| SHORT EXERCISE 1 |
Locate every row below that contains the string "dirt", and copy each of those rows in full. Case counts.

| TEXT TO READ |
Most of my memories of that holiday involve food: the figs that the man next door squidged with his thumbs before laying them out in the sun to dry, Pepsi-Cola from the van outside the gates while the adults were having their siesta, finding sugar lumps wrapped in paper, as well as pesetas, buried in the sand; blocks of vanilla ice-cream in cornets. I also remember lizards, and having to wear a T-shirt and a hat in the sea, and most of all a frightening journey into the hills in which our host nearly drove off a precipice. The road had become so steep that he asked his passengers to get out and walk for a few yards to lighten the load on the engine, then a bit further on he decided to back into a lay-by, maybe to allow us all to get in again, and somehow got the brake and the accelerator muddled up and ended up with the back half of the car teetering over the edge of a cliff. There was much screaming and shouting, and after an hour or so a crane turned up and lifted him back onto the road. The whole occasion was very scary.
I’m trying to gather all my earliest memories before I move on to ages seven to ten, and the only other thing I can think of at the moment is the fancy-dress parties at the Montessori school. I don’t think I would remember these but for the costumes my mother made me, which were really rather wonderful. The first one, soon after I began there, was a Fairy Princess dress made with dozens of pointed strips of different coloured satin, cut with pinking shears to make a jagged edge. Each strip, as well as the bodice, was covered in tiny sequins. And I had wings and a crown, and a wand wrapped round with silver tinsel with a tinsel star at the top. Such a labour of love!
The following year I was the ‘Queen of Hearts’ with a golden cardboard crown and pretty white dress covered with shiny red hearts. I must have had a tray of tarts too, but I can’t remember those. Well, perhaps this is a good note on which to conclude my early years. By this time I was well on the way to becoming the Fairy Princess – a light-footed, elusive creature, sweet and appealing but with a habit of disappearing, drifting away into dreams and fantasies or fading away into the background until she barely existed. She is the person I became so I could slip invisibly through life and not be hurt.
It took me many years, many experiences and much soul-searching before I began to taste the qualities of the Queen of Hearts: confident, purposeful, solid on my feet, wise and compassionate, loving the Earth and all its creatures.
7
My best Friend & Two little Sisters
I loved Alice-in-Wonderland, in fact I often felt that I was Alice-in-Wonderland. I’ve read the book again recently and appreciated as an adult how magical and bizarre it is, but at that time I simply slipped into her world as if it was made for me. And one night I actually saw her. She was sitting beside my bed. I called out to my mother in a voice croaky and stifled from sleep, but as soon as my voice broke into a shout Alice swiftly disappeared into the cupboard on the landing outside my bedroom.

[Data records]
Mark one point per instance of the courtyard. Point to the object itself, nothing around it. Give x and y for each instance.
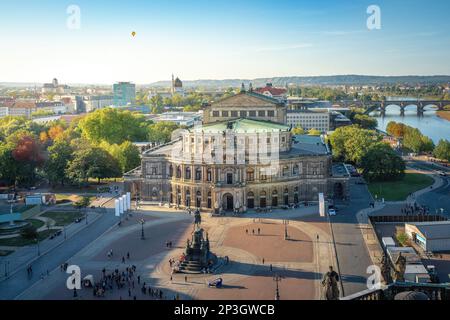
(249, 260)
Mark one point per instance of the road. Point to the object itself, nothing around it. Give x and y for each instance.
(437, 198)
(350, 246)
(19, 282)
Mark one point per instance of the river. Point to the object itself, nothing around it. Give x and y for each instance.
(429, 124)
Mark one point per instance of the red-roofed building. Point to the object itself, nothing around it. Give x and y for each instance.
(273, 92)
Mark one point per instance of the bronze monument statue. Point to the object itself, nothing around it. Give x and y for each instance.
(197, 256)
(330, 283)
(386, 269)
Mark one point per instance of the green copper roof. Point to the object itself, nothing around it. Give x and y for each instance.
(242, 126)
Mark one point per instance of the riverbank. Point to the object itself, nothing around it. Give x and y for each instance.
(444, 114)
(400, 189)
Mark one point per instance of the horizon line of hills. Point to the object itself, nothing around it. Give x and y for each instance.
(284, 81)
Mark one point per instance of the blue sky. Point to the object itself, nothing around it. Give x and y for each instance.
(220, 39)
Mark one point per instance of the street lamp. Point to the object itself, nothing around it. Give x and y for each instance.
(142, 222)
(277, 279)
(6, 268)
(39, 249)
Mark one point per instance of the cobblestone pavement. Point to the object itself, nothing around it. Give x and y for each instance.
(300, 261)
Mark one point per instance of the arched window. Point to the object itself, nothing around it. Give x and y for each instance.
(250, 175)
(198, 174)
(209, 175)
(286, 197)
(250, 200)
(285, 171)
(188, 198)
(187, 174)
(262, 199)
(274, 198)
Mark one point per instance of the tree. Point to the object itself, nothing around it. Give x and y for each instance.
(415, 141)
(395, 129)
(314, 132)
(365, 121)
(83, 203)
(442, 150)
(162, 131)
(351, 143)
(9, 167)
(298, 131)
(30, 155)
(29, 232)
(93, 162)
(59, 156)
(55, 132)
(380, 162)
(113, 126)
(126, 154)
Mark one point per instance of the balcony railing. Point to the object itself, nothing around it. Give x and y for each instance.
(433, 291)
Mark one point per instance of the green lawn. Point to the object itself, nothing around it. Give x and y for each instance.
(399, 190)
(63, 218)
(4, 253)
(35, 223)
(20, 241)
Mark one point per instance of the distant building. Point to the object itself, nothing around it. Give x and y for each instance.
(308, 119)
(180, 118)
(273, 92)
(249, 105)
(55, 87)
(177, 86)
(93, 103)
(55, 107)
(339, 120)
(23, 108)
(124, 93)
(4, 111)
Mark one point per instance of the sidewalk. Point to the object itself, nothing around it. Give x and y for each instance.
(370, 238)
(28, 254)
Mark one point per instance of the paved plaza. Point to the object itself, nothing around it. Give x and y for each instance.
(255, 246)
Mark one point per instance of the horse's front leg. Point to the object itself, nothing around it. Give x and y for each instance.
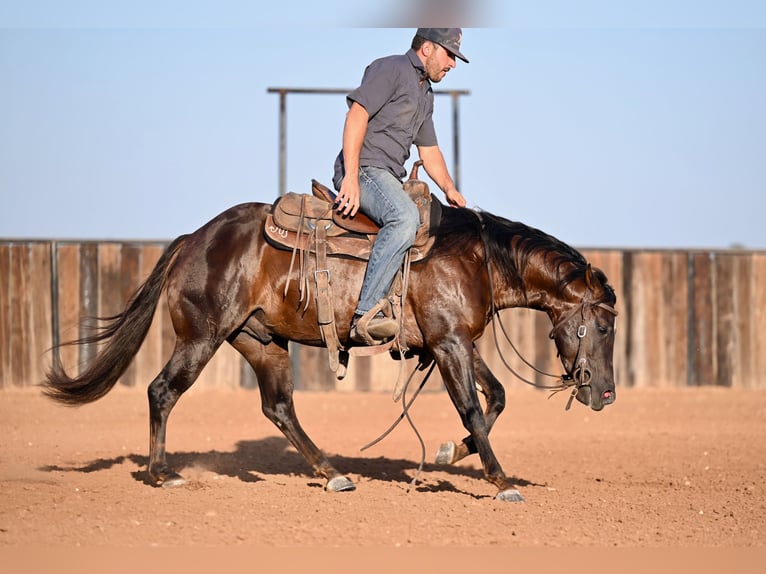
(494, 393)
(457, 366)
(271, 363)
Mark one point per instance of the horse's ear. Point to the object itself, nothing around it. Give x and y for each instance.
(589, 279)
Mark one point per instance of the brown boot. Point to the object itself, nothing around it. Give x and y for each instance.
(373, 330)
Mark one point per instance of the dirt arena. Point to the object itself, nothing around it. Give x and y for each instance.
(658, 469)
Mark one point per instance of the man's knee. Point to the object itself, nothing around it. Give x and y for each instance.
(411, 221)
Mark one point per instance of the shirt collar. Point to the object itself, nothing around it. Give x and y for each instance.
(418, 65)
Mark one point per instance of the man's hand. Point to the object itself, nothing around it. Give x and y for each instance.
(455, 198)
(347, 200)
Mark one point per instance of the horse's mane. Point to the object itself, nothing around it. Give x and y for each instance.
(512, 245)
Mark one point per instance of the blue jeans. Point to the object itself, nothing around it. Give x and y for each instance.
(383, 199)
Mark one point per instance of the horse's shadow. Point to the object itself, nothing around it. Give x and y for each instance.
(252, 459)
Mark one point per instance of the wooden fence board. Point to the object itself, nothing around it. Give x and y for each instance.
(756, 318)
(69, 305)
(130, 265)
(150, 358)
(88, 299)
(20, 327)
(38, 299)
(6, 344)
(702, 327)
(685, 318)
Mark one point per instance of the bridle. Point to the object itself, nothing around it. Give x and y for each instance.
(579, 375)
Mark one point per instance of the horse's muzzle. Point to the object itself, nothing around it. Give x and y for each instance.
(596, 400)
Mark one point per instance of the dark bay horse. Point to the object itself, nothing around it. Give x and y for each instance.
(225, 283)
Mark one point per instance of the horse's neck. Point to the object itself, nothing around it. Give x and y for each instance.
(539, 289)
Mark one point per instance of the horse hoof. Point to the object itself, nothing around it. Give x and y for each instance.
(173, 480)
(446, 453)
(340, 484)
(509, 495)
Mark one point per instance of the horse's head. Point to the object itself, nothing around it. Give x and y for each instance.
(584, 334)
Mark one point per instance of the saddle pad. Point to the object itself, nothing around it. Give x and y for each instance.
(346, 244)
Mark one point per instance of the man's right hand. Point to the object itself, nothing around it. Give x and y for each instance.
(347, 200)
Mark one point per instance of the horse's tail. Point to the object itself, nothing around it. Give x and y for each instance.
(124, 333)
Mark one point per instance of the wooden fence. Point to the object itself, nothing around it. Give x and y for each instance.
(686, 318)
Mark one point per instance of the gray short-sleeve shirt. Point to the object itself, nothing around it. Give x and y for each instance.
(399, 101)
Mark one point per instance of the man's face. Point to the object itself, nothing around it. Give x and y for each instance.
(438, 63)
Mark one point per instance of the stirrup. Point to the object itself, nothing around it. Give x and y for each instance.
(372, 330)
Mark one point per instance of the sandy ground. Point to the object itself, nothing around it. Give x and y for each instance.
(658, 469)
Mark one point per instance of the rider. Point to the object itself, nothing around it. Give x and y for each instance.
(389, 112)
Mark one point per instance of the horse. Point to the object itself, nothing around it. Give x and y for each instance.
(225, 283)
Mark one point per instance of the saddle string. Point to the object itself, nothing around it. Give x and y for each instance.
(295, 248)
(401, 339)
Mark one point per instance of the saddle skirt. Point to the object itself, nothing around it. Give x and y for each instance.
(299, 221)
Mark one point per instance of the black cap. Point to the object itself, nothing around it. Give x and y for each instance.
(448, 38)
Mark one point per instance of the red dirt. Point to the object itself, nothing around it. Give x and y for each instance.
(659, 468)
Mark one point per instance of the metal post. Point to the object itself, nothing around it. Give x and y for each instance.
(456, 137)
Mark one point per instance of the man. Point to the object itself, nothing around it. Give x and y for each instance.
(389, 112)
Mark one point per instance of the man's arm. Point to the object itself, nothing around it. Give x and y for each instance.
(354, 131)
(436, 168)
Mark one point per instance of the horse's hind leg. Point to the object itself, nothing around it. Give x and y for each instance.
(176, 377)
(271, 363)
(494, 393)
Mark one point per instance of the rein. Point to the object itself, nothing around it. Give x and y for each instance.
(580, 375)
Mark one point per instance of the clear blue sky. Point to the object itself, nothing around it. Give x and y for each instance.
(606, 124)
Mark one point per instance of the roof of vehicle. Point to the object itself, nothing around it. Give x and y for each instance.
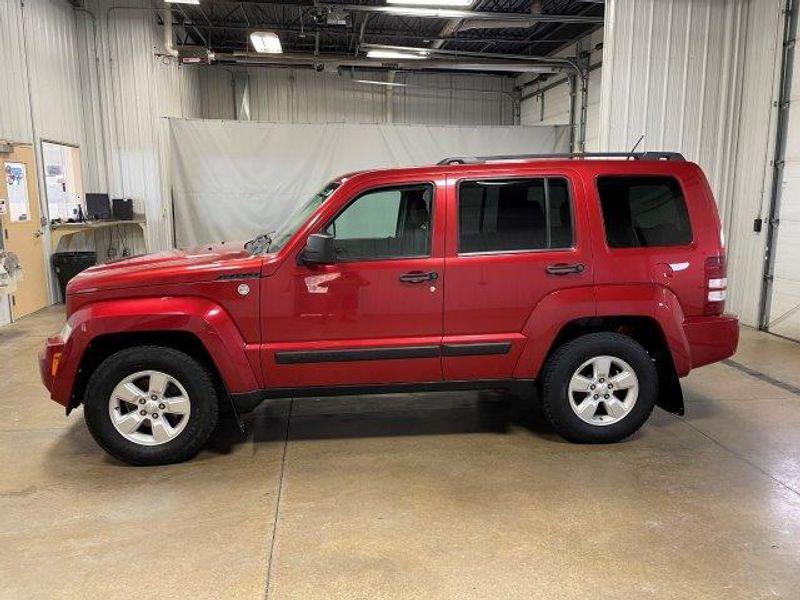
(503, 162)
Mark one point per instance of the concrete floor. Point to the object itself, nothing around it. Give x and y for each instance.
(437, 496)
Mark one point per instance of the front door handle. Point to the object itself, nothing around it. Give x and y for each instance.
(419, 276)
(564, 268)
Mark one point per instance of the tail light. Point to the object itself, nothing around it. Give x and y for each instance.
(716, 285)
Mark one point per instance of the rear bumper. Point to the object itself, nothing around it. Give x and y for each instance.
(711, 339)
(51, 363)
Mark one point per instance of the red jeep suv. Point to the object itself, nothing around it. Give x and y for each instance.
(598, 282)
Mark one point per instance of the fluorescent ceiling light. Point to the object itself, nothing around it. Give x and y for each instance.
(266, 42)
(424, 11)
(384, 83)
(397, 54)
(431, 2)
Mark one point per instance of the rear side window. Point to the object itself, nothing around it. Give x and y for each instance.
(644, 211)
(515, 214)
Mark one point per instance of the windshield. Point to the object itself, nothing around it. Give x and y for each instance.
(275, 240)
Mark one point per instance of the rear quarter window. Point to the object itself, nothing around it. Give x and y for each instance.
(643, 211)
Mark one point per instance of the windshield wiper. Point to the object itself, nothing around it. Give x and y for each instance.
(259, 243)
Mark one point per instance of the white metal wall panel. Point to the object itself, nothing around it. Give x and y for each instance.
(15, 118)
(784, 308)
(133, 91)
(306, 96)
(50, 26)
(697, 76)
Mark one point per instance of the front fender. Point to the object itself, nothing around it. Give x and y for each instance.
(206, 320)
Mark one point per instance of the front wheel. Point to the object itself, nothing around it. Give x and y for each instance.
(599, 388)
(151, 405)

| SHORT EXERCISE 2 |
In the memoir passage above, which foods does the narrator remember from the holiday?

| WORKED ANSWER 1 |
Mark one point per instance of the dirt arena. Point to the object itself, nothing around it. Give x and y for each instance.
Mark one point per instance of the red dirt. Point to the object itself, nothing around it. Give x and y for each instance.

| WORKED ANSWER 2 |
- Figs
- Pepsi-Cola
- Sugar lumps
- Blocks of vanilla ice-cream in cornets